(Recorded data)
Segment Open
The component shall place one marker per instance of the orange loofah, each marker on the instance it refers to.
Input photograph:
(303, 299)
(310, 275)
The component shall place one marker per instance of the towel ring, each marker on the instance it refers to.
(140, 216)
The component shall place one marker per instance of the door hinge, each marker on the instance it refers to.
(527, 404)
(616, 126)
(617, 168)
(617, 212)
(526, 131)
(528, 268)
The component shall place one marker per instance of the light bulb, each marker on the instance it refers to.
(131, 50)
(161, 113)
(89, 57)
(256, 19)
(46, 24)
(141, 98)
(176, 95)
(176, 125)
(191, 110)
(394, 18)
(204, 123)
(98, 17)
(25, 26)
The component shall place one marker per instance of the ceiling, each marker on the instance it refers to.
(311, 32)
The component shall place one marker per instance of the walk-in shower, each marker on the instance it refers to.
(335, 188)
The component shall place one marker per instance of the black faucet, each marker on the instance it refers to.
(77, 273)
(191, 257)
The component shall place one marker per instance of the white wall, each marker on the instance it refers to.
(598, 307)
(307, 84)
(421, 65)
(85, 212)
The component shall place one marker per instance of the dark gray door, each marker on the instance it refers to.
Segment Closed
WHAT TO WORK ON: All the records shown above need to be given again exactly.

YOUR RESPONSE:
The component shall place one marker per instance of the orange loofah, each marker on the instance it refers to.
Input photograph:
(303, 299)
(310, 275)
The component shall place one marker per instance of the towel ring, each marker on the instance it refers to.
(140, 216)
The component shall place one marker per instance of the door hinge, each marker on the instance it refers to.
(527, 404)
(616, 126)
(617, 168)
(617, 212)
(526, 131)
(528, 268)
The component shall place one marker per instance of the light bulb, each marker on the instance it refers to.
(131, 50)
(161, 113)
(89, 57)
(256, 19)
(46, 24)
(141, 98)
(176, 95)
(176, 125)
(191, 110)
(394, 18)
(204, 123)
(98, 17)
(25, 26)
The component shall place one marker per instance of the ceiling, each marker on the instance it refers to.
(311, 32)
The component shall place one marker per instance of the walk-in shower, each marker on the instance it refers to.
(335, 188)
The component shall place one marker per instance of the black faucet, each marker on the instance it refers to.
(77, 273)
(191, 257)
The component shall place one marker per instance of the white wall, each marker on the instance it refers to.
(598, 307)
(307, 84)
(421, 65)
(85, 212)
The component shall place one marker per instance of the dark gray door, each marker on the instance it refers to.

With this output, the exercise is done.